* Data shown *
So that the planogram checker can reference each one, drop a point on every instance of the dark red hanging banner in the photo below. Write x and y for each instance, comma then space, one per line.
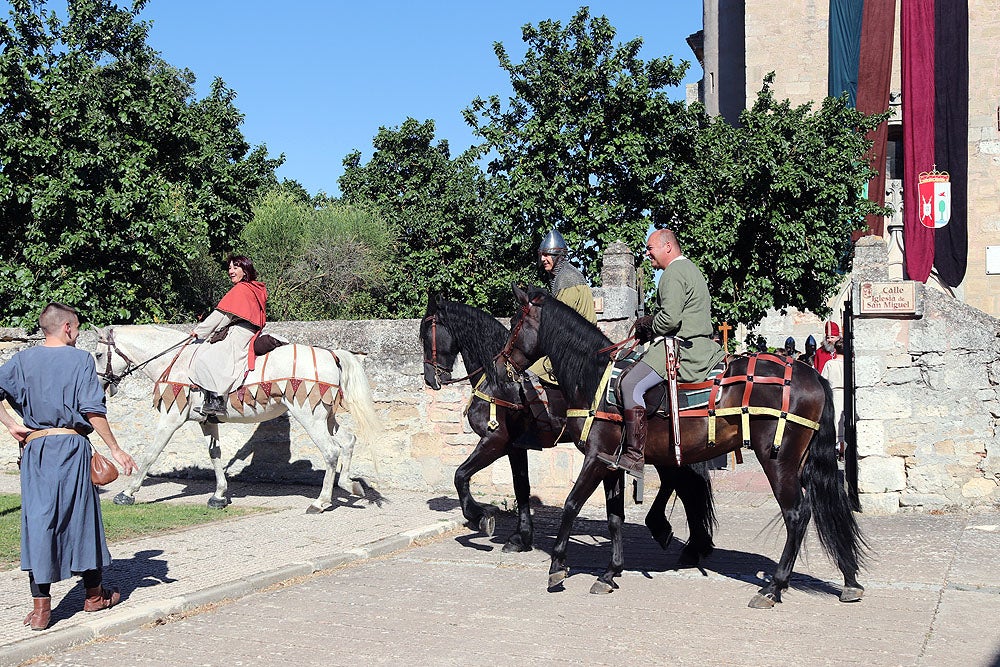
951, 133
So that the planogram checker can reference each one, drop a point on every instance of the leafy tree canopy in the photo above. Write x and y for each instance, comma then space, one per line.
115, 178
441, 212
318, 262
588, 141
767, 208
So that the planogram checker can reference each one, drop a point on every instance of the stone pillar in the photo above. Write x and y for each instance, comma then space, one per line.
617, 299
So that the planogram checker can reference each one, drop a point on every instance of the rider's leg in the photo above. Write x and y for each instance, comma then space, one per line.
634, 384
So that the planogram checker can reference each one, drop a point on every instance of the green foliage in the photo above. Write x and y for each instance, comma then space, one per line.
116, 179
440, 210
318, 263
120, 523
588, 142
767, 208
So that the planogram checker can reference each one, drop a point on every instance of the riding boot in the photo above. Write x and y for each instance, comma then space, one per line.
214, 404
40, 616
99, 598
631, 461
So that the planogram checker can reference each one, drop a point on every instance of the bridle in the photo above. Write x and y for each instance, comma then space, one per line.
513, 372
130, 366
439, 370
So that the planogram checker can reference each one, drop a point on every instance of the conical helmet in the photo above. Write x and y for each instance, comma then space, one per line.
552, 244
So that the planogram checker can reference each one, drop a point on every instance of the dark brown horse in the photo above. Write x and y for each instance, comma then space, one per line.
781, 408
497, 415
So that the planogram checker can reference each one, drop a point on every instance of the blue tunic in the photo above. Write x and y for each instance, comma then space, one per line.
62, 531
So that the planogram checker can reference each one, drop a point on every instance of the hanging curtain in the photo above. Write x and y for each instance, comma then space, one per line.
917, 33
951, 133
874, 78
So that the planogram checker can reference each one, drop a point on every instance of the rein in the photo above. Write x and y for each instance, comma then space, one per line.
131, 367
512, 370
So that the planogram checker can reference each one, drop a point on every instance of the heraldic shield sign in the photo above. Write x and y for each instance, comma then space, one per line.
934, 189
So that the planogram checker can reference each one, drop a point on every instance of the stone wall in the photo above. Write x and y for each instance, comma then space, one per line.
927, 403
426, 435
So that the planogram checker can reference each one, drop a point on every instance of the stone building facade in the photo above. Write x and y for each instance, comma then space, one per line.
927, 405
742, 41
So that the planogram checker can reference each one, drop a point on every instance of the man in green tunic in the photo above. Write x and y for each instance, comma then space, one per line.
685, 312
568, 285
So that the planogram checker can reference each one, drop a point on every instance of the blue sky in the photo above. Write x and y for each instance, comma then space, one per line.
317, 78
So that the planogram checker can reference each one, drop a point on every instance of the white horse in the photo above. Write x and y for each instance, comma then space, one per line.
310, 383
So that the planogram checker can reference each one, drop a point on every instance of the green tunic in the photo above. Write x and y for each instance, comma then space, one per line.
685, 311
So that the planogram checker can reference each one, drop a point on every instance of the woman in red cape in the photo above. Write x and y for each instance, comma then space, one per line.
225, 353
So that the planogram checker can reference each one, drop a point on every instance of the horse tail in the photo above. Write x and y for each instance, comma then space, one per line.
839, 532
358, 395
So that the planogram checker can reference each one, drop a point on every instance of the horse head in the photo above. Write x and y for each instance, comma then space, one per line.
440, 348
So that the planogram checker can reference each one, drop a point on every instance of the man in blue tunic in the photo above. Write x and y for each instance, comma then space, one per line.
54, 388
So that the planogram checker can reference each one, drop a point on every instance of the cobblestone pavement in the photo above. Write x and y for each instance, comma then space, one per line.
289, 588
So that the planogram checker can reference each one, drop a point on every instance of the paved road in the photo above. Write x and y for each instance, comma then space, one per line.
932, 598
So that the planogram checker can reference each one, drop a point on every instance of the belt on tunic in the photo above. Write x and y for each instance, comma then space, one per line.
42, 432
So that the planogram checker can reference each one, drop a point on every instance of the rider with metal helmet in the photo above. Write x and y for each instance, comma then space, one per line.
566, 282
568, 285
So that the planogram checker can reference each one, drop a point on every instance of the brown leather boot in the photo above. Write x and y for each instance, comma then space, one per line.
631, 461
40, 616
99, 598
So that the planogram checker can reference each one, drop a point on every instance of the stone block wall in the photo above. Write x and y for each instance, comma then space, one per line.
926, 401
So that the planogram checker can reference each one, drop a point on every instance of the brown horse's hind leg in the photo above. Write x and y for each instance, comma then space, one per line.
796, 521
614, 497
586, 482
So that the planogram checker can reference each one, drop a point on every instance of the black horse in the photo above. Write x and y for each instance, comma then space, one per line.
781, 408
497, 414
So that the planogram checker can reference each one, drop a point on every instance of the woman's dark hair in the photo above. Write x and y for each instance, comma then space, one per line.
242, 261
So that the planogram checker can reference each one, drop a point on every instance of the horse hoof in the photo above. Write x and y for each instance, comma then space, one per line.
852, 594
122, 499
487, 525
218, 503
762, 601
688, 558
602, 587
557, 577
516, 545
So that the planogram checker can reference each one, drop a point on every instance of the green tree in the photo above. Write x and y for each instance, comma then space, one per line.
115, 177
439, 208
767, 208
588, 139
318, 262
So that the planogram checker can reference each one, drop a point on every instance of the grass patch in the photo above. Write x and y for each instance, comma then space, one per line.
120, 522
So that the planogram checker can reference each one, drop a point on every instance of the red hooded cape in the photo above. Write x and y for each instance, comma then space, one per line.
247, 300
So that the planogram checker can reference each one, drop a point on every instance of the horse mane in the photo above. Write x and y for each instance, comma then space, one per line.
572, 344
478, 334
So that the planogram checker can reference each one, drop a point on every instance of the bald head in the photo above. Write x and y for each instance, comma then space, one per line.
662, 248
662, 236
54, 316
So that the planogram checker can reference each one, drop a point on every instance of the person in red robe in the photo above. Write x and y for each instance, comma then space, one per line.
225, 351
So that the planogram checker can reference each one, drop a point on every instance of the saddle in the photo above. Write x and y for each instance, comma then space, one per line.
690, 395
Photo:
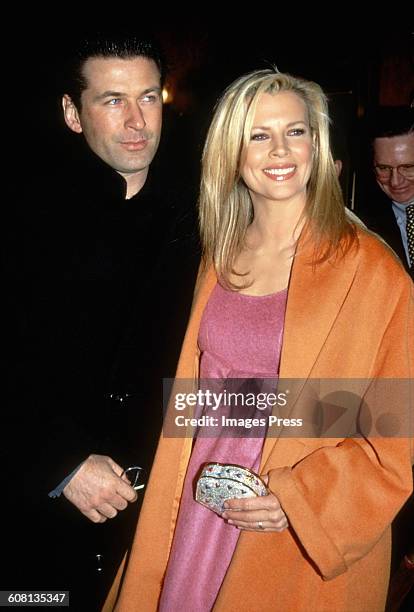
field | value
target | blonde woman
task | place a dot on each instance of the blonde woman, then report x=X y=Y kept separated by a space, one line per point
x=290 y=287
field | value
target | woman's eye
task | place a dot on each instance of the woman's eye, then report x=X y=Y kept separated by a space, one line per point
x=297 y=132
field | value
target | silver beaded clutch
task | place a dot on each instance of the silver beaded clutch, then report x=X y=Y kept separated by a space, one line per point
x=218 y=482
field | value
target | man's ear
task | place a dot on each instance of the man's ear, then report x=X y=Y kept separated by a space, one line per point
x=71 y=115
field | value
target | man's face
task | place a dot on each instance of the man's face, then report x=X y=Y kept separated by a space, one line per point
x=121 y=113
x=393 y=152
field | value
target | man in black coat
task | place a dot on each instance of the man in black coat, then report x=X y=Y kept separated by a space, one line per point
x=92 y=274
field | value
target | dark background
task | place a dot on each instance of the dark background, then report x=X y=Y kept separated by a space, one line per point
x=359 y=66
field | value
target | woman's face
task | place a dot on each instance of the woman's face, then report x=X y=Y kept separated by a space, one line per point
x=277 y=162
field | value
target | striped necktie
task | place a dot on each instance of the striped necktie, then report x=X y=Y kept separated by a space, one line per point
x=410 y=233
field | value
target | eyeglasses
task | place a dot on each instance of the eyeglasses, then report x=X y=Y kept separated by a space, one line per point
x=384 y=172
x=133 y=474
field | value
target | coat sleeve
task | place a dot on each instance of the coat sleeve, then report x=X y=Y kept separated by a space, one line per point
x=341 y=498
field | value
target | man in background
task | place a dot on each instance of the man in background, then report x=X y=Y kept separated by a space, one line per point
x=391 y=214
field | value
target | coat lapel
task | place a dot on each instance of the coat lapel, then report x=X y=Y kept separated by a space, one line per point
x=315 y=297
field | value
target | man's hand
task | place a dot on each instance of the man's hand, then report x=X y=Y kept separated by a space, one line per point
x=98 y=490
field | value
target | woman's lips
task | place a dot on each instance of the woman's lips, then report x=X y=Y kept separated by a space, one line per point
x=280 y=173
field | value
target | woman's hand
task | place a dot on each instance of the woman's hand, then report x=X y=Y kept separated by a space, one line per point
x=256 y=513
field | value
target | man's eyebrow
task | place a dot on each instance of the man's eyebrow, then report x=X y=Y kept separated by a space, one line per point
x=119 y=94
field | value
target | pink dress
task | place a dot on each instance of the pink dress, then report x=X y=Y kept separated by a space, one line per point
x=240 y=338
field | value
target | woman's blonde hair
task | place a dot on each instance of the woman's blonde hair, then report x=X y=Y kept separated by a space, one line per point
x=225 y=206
...
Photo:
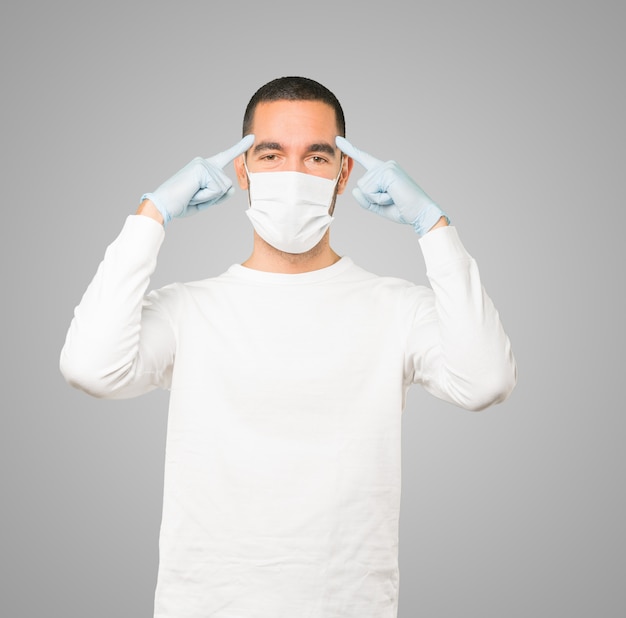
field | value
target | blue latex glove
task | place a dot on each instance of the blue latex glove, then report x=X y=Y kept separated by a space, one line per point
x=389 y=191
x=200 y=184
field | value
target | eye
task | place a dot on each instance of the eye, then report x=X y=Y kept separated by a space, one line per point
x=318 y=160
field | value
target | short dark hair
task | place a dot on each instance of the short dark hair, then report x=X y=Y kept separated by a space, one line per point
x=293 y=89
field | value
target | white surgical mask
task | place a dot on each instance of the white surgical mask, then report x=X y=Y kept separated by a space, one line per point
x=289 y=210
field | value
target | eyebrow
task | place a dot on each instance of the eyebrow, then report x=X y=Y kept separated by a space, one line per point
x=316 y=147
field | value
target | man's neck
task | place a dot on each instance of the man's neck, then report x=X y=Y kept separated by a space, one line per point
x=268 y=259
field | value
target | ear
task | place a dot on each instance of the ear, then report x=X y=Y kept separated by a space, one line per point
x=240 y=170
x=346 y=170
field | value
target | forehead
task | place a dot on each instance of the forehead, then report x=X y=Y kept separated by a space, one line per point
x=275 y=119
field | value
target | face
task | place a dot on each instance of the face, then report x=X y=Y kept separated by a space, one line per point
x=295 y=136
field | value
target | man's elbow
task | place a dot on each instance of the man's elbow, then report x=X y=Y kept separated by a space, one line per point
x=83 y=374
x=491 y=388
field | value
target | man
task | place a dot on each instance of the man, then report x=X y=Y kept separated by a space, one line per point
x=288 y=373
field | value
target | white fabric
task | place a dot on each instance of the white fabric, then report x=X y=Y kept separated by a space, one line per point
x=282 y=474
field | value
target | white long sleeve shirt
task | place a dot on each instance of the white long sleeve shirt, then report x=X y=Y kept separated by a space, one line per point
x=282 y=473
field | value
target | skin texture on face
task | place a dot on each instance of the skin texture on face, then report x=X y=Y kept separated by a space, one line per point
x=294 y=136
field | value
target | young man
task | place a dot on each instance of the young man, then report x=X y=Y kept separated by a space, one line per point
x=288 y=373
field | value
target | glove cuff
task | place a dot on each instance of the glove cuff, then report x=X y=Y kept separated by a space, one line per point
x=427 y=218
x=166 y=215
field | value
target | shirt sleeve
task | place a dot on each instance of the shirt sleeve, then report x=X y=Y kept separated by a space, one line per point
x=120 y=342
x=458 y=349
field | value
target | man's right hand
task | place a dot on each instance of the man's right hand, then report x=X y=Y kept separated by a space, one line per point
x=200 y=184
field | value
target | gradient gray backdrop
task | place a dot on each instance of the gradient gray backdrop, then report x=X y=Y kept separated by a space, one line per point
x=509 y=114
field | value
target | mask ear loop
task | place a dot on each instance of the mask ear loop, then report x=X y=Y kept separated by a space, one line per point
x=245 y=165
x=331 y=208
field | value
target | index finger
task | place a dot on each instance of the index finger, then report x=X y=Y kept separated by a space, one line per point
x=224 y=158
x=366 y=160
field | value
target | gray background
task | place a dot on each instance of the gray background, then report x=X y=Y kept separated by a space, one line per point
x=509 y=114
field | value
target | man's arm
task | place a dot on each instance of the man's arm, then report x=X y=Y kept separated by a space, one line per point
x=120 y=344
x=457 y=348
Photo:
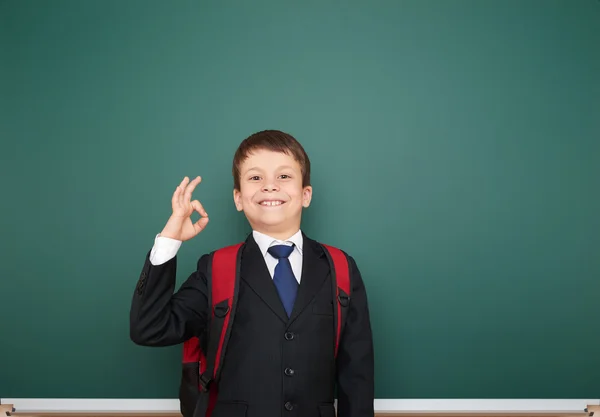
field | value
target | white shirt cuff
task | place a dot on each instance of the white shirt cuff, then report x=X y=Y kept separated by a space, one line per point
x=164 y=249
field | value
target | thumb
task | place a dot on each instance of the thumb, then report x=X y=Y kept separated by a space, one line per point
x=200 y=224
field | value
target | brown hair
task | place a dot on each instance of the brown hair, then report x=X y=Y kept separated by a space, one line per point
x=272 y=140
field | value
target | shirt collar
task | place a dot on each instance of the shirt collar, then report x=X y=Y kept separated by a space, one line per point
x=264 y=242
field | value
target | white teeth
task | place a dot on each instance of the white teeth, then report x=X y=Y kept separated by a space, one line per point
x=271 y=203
--
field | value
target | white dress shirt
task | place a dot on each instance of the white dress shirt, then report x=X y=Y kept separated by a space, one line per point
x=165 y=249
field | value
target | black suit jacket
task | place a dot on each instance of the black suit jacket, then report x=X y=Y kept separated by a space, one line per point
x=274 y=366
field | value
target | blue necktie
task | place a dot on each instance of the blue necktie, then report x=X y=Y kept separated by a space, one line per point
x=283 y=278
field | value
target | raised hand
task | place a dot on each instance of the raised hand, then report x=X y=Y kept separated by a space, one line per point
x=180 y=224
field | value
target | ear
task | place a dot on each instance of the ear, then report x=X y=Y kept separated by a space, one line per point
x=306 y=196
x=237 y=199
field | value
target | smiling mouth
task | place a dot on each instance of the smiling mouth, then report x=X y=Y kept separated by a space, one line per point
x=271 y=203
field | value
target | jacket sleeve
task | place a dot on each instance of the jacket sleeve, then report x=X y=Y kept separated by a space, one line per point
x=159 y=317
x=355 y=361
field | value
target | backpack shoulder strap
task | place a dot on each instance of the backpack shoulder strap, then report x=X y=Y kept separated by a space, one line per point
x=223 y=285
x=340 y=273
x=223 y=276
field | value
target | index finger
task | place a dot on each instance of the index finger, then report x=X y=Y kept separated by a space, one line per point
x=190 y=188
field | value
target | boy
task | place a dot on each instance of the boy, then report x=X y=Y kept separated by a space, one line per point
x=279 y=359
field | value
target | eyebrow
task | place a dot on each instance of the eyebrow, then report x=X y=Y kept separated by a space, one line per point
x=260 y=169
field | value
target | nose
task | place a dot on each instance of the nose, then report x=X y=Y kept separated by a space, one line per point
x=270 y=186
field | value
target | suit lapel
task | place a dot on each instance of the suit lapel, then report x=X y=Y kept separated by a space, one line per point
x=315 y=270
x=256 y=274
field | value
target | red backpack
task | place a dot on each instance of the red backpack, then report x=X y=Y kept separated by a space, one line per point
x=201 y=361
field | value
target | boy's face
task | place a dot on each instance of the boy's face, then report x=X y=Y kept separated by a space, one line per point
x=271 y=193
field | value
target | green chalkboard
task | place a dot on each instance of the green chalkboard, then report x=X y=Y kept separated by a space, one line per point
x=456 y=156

* Task brief *
Gather every line of the material above that contains the word "brown", and copy each such line in full.

* Exercise answer *
So that the planogram checker can reference each one, drop a point on every instance of the dark brown horse in the photo above. Write x and y for each instance, comma then space, one per line.
So that the planogram checker can reference each one, drop a point on every instance of the brown leather boot in the photo above. Write x and y for each instance, comma then space, one per line.
So that the planogram checker can reference each one, drop a point on every instance of the brown horse's hind leg in the photo above. Write x and y for each instance, comma then space, one per line.
target | brown hair
task | place a dot on each instance of the brown hair, then report x=X y=Y kept separated by a space, one line per point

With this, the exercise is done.